▶ [Your task] Copy the Docker sandbox code below in full, keeping every line, symbol, and indentation unchanged.

▶ [Exercise passage]
Option 3: Docker container sandbox — full OS-level isolation

import subprocess
import json
import tempfile
import logging
import uuid
from pathlib import Path

logger = logging.getLogger(__name__)

def run_code_in_docker(
    code: str,
    language: str = "python",
    timeout_seconds: int = 10,
    memory_limit_mb: int = 128,
    network_disabled: bool = True
) -> dict:
    """
    Execute code in a fresh Docker container.
    Container is destroyed after execution — no persistence.
    Most secure option but requires Docker daemon.
    """
    container_name = f"sandbox-{uuid.uuid4().hex[:8]}"

    with tempfile.TemporaryDirectory() as tmpdir:
        # Write code to file
        if language == "python":
            code_file = Path(tmpdir) / "code.py"
            run_cmd = ["python3", "/sandbox/code.py"]
        elif language == "javascript":
            code_file = Path(tmpdir) / "code.js"
            run_cmd = ["node", "/sandbox/code.js"]
        else:
            return {"success": False, "error": f"Unsupported language: {language}"}

        code_file.write_text(code)

[Saved entries]

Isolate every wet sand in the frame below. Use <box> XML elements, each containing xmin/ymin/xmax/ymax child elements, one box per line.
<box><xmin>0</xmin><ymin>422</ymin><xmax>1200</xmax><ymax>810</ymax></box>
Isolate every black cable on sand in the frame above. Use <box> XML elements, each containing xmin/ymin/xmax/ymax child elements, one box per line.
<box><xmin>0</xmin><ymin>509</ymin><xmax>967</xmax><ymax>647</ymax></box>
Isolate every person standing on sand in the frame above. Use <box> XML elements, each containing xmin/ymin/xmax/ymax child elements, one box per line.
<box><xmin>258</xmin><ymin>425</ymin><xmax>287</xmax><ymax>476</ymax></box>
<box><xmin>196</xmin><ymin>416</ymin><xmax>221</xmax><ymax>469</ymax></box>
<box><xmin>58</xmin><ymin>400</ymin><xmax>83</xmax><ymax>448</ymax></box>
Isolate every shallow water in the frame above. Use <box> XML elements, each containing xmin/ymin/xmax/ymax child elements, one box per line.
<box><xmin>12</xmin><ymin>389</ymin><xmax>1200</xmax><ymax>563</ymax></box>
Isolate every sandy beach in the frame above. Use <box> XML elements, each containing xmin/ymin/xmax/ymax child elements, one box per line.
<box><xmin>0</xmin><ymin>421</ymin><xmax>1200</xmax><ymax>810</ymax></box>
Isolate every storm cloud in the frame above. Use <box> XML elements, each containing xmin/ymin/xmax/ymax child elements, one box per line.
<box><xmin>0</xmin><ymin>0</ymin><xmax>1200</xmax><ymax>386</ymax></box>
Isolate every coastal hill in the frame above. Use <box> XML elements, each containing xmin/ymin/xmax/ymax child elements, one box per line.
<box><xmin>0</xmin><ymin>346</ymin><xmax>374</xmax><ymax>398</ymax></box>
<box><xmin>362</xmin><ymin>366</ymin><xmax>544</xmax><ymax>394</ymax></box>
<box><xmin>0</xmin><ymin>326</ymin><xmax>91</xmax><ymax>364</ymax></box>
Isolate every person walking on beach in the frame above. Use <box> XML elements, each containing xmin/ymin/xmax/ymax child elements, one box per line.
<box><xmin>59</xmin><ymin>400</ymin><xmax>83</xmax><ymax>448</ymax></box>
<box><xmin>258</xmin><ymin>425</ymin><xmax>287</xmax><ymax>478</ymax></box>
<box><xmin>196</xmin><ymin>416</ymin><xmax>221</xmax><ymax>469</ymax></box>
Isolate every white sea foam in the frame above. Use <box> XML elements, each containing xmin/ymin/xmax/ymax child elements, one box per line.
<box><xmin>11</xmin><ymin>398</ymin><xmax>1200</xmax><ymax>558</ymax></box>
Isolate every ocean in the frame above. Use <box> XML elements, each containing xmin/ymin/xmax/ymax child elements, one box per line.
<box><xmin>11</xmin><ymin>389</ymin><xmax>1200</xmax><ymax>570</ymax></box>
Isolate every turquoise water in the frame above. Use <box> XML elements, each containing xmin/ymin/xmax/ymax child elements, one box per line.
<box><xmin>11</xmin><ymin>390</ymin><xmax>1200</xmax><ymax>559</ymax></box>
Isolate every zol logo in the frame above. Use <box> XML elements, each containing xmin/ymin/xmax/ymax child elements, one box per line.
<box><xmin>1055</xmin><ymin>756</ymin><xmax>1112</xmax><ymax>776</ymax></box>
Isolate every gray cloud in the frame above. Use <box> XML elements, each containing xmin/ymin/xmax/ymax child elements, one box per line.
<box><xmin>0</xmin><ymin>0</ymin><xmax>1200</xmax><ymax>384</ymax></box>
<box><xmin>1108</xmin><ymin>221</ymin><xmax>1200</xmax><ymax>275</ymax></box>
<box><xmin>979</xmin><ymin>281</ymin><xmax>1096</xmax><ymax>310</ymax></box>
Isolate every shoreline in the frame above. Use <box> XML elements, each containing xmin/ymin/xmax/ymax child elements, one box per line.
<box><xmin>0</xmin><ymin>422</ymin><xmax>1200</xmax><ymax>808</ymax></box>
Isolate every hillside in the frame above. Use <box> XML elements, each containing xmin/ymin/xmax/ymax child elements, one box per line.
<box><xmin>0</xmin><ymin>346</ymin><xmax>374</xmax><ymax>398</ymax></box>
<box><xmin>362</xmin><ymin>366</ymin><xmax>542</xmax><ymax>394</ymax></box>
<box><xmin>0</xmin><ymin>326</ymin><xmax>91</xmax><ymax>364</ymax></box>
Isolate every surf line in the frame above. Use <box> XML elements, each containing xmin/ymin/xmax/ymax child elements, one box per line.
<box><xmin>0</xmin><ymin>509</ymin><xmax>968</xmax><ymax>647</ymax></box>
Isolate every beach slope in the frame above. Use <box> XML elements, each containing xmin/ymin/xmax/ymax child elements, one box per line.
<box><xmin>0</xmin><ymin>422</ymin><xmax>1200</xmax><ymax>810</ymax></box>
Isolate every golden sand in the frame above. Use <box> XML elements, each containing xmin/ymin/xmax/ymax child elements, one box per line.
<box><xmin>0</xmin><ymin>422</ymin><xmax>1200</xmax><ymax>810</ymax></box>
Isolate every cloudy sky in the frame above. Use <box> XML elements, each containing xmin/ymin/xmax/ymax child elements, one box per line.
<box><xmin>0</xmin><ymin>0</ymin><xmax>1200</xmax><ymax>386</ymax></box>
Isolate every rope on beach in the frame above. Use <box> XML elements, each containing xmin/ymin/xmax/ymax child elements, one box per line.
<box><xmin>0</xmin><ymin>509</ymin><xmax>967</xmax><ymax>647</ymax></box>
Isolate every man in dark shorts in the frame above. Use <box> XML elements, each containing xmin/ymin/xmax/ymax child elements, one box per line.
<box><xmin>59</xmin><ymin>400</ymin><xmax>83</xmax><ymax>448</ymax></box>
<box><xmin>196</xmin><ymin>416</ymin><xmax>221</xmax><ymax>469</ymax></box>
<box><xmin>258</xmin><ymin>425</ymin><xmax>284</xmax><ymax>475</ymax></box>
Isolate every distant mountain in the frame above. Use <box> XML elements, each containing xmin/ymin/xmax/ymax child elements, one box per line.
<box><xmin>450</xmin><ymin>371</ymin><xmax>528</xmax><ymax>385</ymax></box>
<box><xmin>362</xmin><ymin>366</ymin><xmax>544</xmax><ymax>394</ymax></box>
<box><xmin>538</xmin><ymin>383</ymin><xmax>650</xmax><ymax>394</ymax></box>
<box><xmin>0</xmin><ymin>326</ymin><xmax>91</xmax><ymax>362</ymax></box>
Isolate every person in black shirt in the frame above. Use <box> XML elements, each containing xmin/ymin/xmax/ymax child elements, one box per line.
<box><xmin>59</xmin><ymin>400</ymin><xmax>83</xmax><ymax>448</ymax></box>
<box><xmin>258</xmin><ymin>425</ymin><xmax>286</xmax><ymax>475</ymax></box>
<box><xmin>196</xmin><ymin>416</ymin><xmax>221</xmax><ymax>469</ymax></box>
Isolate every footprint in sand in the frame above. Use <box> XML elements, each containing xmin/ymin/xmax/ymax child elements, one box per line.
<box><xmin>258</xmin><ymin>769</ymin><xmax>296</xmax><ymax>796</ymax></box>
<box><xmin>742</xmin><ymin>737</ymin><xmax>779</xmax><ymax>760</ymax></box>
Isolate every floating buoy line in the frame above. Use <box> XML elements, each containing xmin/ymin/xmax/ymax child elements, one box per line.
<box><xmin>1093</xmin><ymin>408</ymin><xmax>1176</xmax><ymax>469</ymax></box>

▶ [Answer to this task]
Option 3: Docker container sandbox — full OS-level isolation

import subprocess
import json
import tempfile
import logging
import uuid
from pathlib import Path

logger = logging.getLogger(__name__)

def run_code_in_docker(
    code: str,
    language: str = "python",
    timeout_seconds: int = 10,
    memory_limit_mb: int = 128,
    network_disabled: bool = True
) -> dict:
    """
    Execute code in a fresh Docker container.
    Container is destroyed after execution — no persistence.
    Most secure option but requires Docker daemon.
    """
    container_name = f"sandbox-{uuid.uuid4().hex[:8]}"

    with tempfile.TemporaryDirectory() as tmpdir:
        # Write code to file
        if language == "python":
            code_file = Path(tmpdir) / "code.py"
            run_cmd = ["python3", "/sandbox/code.py"]
        elif language == "javascript":
            code_file = Path(tmpdir) / "code.js"
            run_cmd = ["node", "/sandbox/code.js"]
        else:
            return {"success": False, "error": f"Unsupported language: {language}"}

        code_file.write_text(code)